_Tasks for this exercise_
A) Reproduce the passage on the WHO's Triple Billion Targets between "In 2019, the" and "combatting the threats.", inclusive.
B) Resume the article on the WHO's Triple Billion Targets and continue writing from the point where it stops.

_Selected excerpt_
· · · · · · ·
Co Author: Dr. Swati Mahajan
4 min read
Infobyte: What is the next crisis?
In 2019, the World Health Organisation (WHO) agreed on an ambitious Five Year Strategic Plan known as the ‘Triple Billion Targets’. Under this initiative, by the year 2023, the WHO proposes to achieve three targets:
- 1 billion more people have access to universal health coverage
- 1 billion more people are better protected from health emergencies
- 1 billion more people enjoy better health & well being
Achieving these targets will improve access to public healthcare and strengthen resilience of health systems across the world. There are two key aspects for public policy professionals and impact investors to consider for the Triple Billion Target – i) In order to achieve this goal, the 10 Global threats listed out by WHO need to be addressed and ii) Given India’s population size, global success is largely linked to India’s success in combatting the threats.
These 10 threats can be broadly categorized into disease-based concerns, societal and behavioural concerns and infrastructural and systemic concerns.
· · · · · · ·
(Items stored from a collection)
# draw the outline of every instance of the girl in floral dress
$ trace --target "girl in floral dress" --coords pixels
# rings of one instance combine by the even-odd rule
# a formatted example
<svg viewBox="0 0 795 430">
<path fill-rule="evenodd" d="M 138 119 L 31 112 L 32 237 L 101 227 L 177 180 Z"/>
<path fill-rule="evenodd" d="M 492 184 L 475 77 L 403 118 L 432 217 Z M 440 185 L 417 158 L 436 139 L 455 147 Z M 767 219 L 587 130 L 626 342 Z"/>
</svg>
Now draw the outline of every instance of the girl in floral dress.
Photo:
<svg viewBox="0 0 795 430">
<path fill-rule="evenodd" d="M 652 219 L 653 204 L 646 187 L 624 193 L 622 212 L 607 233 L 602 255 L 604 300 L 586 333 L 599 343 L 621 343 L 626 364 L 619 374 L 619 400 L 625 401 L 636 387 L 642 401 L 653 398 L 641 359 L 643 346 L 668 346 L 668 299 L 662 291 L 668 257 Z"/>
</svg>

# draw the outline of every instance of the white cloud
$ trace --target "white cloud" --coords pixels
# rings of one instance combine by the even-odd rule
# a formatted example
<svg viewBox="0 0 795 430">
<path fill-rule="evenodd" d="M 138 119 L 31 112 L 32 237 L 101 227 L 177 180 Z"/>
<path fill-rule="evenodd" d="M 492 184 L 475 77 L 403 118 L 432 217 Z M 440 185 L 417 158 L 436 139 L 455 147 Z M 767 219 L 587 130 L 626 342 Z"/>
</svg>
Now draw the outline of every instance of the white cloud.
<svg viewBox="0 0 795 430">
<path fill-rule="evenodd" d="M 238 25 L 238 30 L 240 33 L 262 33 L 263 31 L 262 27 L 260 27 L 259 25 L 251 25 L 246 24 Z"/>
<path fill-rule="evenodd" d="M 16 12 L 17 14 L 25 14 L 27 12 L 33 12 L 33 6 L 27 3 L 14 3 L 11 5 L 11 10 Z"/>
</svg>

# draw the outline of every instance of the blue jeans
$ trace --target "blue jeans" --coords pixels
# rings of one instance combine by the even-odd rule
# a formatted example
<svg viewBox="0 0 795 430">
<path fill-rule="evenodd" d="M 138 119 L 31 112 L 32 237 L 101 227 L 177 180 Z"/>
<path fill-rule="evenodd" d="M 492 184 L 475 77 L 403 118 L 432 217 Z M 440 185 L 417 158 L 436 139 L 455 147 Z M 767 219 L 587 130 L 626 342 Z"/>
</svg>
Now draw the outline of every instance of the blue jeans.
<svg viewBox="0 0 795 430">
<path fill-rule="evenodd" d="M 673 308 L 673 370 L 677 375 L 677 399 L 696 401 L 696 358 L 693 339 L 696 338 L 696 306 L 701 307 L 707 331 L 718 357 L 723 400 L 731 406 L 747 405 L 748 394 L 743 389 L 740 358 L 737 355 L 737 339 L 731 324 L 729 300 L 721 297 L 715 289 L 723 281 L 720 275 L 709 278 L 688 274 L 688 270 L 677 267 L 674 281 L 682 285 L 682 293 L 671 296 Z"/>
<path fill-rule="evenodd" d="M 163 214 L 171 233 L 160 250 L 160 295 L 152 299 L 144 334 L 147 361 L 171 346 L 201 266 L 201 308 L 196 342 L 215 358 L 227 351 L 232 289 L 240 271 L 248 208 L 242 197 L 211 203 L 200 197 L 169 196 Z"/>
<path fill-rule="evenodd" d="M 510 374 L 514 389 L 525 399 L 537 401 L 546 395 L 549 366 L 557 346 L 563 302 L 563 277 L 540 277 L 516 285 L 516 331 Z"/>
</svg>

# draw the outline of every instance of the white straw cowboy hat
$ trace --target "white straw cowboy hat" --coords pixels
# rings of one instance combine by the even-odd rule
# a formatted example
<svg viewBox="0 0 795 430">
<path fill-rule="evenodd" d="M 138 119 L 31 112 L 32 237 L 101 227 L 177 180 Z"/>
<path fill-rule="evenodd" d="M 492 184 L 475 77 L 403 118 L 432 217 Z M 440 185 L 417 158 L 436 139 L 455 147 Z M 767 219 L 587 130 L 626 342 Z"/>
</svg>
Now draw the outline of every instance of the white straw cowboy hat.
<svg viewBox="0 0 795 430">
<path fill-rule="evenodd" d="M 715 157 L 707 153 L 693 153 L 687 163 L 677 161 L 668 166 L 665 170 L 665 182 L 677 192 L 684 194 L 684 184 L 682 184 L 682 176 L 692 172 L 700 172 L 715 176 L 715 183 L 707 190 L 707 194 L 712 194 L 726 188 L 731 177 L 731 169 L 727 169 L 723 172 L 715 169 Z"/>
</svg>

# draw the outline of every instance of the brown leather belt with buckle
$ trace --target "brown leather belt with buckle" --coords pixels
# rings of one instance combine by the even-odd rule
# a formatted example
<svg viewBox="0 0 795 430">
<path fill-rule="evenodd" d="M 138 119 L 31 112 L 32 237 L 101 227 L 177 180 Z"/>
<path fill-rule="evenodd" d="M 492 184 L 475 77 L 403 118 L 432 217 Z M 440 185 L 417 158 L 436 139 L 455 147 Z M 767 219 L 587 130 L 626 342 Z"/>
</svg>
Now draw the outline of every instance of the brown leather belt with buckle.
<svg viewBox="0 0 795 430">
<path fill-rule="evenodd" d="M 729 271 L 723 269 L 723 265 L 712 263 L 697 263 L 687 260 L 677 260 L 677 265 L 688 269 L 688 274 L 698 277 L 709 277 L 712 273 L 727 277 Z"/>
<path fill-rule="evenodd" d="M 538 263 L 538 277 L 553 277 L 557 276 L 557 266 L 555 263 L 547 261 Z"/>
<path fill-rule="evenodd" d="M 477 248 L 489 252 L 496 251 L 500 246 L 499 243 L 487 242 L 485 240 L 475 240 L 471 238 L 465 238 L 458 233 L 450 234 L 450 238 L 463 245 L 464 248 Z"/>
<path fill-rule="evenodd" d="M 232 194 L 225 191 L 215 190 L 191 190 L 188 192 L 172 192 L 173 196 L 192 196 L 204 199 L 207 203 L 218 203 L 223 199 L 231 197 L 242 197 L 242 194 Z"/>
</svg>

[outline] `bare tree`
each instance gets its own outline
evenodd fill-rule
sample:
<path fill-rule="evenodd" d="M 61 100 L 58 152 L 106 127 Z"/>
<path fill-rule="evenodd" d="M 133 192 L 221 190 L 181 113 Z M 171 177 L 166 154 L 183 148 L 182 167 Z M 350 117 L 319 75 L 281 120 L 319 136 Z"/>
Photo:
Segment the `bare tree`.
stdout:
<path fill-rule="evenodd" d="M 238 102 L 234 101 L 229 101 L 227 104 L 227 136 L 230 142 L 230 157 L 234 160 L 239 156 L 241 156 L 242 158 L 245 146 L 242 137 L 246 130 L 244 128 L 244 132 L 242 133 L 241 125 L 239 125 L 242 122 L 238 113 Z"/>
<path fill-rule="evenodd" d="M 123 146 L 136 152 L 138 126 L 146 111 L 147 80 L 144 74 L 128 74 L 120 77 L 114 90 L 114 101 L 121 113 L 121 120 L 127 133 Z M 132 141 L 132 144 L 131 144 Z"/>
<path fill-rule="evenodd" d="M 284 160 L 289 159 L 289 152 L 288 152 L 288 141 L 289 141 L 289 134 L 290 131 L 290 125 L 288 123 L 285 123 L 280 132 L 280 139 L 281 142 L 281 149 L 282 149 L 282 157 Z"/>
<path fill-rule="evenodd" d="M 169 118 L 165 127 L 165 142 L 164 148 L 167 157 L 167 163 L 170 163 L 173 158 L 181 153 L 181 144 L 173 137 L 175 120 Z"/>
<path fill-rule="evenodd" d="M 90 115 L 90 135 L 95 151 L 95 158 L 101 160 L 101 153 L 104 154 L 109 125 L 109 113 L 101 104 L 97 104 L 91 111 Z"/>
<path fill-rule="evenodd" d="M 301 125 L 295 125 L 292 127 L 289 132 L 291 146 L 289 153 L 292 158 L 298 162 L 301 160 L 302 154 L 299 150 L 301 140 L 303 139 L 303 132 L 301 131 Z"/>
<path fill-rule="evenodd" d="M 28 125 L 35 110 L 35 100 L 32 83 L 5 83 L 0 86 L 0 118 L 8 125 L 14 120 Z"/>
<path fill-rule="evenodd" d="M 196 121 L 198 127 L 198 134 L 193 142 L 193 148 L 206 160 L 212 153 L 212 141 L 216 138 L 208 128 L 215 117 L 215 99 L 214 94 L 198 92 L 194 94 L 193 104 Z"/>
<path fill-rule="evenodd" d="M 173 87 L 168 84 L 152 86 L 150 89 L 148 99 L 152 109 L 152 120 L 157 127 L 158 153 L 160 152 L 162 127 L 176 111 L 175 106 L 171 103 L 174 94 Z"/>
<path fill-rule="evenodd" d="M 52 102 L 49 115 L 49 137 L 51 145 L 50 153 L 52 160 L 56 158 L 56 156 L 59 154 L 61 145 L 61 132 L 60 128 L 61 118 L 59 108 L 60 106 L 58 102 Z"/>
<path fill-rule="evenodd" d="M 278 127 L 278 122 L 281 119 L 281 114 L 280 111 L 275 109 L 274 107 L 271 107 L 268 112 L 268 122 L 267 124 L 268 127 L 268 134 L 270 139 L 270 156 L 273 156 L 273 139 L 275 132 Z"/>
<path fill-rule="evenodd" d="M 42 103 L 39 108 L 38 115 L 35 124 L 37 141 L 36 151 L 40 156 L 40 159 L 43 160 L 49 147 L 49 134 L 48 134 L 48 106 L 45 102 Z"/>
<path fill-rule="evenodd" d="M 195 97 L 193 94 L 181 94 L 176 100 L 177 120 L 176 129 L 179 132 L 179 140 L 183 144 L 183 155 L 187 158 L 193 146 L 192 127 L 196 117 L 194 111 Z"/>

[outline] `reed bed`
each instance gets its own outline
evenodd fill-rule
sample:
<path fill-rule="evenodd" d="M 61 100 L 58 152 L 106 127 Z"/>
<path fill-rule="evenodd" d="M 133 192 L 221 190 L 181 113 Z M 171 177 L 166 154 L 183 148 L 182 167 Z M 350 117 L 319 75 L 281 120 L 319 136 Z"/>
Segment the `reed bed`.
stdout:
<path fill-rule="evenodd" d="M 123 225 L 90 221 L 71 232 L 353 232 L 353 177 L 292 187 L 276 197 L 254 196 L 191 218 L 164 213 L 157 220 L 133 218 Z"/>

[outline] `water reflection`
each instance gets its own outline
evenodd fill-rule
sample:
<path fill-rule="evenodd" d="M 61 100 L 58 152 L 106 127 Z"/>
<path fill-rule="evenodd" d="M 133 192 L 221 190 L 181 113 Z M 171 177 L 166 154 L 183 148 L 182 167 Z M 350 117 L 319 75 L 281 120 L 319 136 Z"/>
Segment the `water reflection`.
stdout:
· · · · · · ·
_Answer section_
A)
In 2019, the World Health Organisation (WHO) agreed on an ambitious Five Year Strategic Plan known as the ‘Triple Billion Targets’. Under this initiative, by the year 2023, the WHO proposes to achieve three targets:
- 1 billion more people have access to universal health coverage
- 1 billion more people are better protected from health emergencies
- 1 billion more people enjoy better health & well being
Achieving these targets will improve access to public healthcare and strengthen resilience of health systems across the world. There are two key aspects for public policy professionals and impact investors to consider for the Triple Billion Target – i) In order to achieve this goal, the 10 Global threats listed out by WHO need to be addressed and ii) Given India’s population size, global success is largely linked to India’s success in combatting the threats.

B)
Disease based concerns: This includes the increased burden of Non-Communicable Diseases (NCDs) such as diabetes, cancer and heart related diseases that are caused by tobacco use, physical inactivity, consumption of unhealthy foods and poor lifestyle. NCDs account for approximately 70 percent of deaths across the world. In India, Non-communicable diseases contribute to 62% of total deaths in India and 48% of preventable premature mortalities. India also has a high burden of Neglected Tropical Diseases (NTDs), with the highest prevalence of dengue, along with Bangladesh & Nepal.
Societal and Behavioural concerns: Vaccine hesitancy, HIV and Multi-drug resistant Tuberculosis are three major areas of concern that urgently require social and behavioural change. Both need mass information campaigns to counter misinformation and increase awareness on impacts of unsafe sex, drug use, social taboos and stigmas associated with diseases and vaccines.
Despite having made significant progress, India still has a long way to go in both these areas. For Instance, the Measles-Rubella Vaccine campaign, which aims to cover 40 crore children in India, is currently in limbo because of hesitancy on the part of parents. Unfortunately, India accounts for one-third of all measles related deaths in the world, proving how debilitating vaccine hesitancy can be.
Similarly, India continues to have a high incidence of HIV (approx. 2.1 million people), aggravated due to poor contraceptive use, high incidence of drug use and stigma related to antiretroviral therapy. To reduce the burden of HIV, it is crucial to first target and address these other challenges.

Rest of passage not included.